## SET PROBLEM
Find every line in the listing below that contains the string "tattoo" and copy each one. Matches must be case-sensitive.

:: DATASET EXCERPTS

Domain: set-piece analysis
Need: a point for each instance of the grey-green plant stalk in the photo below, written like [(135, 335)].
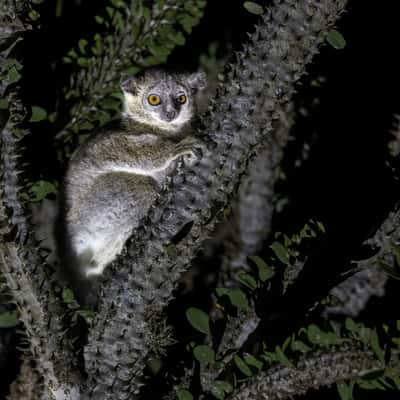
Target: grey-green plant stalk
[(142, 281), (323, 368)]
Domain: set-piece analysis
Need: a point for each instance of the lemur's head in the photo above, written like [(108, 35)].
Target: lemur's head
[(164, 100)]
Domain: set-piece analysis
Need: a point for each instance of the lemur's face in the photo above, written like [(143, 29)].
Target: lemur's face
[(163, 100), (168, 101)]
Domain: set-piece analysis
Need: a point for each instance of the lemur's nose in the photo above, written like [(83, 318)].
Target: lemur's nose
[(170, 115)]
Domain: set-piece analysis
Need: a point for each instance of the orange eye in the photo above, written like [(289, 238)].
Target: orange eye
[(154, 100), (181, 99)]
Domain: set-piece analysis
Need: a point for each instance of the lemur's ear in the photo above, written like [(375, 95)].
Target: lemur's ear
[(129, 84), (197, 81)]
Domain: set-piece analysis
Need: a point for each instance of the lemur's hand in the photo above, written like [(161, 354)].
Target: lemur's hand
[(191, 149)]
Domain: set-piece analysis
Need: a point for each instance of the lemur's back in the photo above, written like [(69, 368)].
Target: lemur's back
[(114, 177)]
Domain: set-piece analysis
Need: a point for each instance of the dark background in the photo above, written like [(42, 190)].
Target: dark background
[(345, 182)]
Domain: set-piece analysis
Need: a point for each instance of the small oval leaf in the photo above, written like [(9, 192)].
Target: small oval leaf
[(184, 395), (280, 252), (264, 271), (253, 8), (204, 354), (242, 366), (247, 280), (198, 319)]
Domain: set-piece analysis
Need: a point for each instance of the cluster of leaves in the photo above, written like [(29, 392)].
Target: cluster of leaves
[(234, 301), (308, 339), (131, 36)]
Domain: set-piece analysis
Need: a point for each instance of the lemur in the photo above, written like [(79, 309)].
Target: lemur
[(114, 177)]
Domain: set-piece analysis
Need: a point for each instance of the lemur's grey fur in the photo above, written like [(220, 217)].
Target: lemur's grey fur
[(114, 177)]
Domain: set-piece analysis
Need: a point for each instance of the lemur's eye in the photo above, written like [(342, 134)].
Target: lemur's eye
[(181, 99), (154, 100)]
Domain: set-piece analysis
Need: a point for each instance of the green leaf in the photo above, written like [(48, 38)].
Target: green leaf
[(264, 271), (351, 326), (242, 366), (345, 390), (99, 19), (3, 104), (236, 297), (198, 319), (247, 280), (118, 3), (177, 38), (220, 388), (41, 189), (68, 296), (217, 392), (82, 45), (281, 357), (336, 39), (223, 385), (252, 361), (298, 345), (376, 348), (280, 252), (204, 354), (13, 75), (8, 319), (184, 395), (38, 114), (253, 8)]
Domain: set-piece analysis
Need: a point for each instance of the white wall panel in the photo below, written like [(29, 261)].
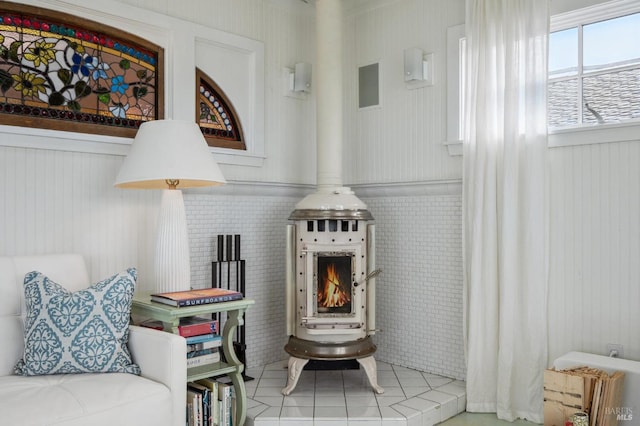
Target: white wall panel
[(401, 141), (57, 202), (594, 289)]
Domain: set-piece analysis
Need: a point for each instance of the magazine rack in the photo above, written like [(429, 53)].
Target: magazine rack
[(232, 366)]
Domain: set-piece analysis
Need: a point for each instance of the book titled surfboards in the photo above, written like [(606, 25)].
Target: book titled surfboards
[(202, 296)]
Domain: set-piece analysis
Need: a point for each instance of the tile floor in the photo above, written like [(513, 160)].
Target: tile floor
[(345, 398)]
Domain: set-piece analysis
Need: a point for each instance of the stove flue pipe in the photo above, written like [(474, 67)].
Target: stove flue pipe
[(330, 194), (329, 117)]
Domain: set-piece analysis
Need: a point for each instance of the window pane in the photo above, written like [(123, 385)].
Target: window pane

::::
:: DATASET EXCERPTS

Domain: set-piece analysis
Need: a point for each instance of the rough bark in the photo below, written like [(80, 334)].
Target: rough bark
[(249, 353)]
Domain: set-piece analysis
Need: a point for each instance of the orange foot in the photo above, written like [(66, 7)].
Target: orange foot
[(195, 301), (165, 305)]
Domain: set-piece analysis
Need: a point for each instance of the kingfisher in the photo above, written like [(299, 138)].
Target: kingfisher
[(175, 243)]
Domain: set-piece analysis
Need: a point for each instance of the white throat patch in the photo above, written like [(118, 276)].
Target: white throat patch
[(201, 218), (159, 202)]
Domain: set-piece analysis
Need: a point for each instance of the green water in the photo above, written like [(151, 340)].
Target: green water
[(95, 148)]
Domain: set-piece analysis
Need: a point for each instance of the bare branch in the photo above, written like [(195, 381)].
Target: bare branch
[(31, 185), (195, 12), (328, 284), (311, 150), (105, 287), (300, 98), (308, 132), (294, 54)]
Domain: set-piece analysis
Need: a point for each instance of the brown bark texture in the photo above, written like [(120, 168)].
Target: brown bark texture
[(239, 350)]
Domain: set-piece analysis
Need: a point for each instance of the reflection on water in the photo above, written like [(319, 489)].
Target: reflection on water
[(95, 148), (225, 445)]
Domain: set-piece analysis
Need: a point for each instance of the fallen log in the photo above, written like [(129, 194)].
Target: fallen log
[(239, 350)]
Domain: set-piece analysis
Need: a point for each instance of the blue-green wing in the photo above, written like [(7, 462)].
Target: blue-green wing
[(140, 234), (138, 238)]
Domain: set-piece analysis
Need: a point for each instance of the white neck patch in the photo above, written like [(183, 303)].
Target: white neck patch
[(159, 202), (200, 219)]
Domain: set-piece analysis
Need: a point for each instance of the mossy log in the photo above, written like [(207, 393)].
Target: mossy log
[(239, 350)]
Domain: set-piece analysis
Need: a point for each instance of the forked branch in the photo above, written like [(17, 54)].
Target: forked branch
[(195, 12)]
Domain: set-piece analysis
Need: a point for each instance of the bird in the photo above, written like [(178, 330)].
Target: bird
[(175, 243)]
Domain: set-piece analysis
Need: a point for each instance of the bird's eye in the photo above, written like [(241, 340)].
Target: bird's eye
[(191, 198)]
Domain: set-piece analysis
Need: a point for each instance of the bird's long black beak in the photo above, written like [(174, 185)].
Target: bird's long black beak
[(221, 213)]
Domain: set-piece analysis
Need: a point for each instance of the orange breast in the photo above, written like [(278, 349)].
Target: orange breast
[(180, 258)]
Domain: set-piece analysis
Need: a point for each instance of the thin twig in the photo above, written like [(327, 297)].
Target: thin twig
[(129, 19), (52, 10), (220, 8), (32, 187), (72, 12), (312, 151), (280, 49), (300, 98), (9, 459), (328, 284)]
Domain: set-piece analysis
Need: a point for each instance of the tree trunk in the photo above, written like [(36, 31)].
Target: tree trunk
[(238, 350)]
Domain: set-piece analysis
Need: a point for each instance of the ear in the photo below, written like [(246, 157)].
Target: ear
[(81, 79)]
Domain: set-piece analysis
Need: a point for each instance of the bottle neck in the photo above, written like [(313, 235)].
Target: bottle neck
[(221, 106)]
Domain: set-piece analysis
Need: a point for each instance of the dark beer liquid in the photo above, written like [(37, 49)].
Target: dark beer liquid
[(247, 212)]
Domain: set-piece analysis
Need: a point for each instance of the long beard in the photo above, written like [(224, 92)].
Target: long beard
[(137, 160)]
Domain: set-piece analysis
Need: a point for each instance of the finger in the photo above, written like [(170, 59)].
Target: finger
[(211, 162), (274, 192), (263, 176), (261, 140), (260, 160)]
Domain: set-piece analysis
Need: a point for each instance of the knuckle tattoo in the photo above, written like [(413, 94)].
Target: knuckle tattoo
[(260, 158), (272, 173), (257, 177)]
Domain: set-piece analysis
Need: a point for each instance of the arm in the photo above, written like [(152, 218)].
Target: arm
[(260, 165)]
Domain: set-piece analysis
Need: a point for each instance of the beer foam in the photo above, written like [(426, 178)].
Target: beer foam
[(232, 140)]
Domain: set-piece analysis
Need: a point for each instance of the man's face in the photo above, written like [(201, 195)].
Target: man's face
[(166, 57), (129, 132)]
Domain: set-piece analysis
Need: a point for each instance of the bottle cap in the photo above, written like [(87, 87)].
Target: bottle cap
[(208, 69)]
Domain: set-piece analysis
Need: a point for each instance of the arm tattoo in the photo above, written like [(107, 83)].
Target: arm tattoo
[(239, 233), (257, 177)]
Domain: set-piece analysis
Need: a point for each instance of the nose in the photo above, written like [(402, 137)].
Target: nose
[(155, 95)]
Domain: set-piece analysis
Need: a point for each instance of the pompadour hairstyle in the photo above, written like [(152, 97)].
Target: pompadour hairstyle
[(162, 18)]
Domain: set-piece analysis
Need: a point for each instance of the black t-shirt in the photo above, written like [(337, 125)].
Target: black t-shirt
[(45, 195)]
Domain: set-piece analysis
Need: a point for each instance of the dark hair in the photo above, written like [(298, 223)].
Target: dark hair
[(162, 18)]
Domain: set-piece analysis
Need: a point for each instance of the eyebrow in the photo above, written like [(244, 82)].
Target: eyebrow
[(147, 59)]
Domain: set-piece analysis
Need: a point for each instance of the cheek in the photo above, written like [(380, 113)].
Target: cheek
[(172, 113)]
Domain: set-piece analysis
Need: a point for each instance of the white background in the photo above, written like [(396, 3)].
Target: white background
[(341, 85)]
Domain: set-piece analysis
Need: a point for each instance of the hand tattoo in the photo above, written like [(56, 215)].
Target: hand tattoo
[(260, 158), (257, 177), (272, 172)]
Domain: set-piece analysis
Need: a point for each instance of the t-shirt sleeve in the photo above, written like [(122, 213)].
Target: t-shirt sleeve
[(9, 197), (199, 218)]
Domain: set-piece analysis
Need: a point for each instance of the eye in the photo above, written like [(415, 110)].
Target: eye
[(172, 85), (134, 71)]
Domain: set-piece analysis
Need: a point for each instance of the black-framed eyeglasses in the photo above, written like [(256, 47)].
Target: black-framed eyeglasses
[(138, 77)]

::::

## CORRECT RESULT
Need: a point for each instance of the knuckle tattoo in the photo above, written like [(413, 94)].
Target: knuckle tattoo
Need: a point for each instance of the arm tattoo in the photo above, written like [(107, 83)].
Target: arm tattoo
Need: a point for each instance of the hand tattoo in the photo above, written like [(56, 215)].
Target: hand tattoo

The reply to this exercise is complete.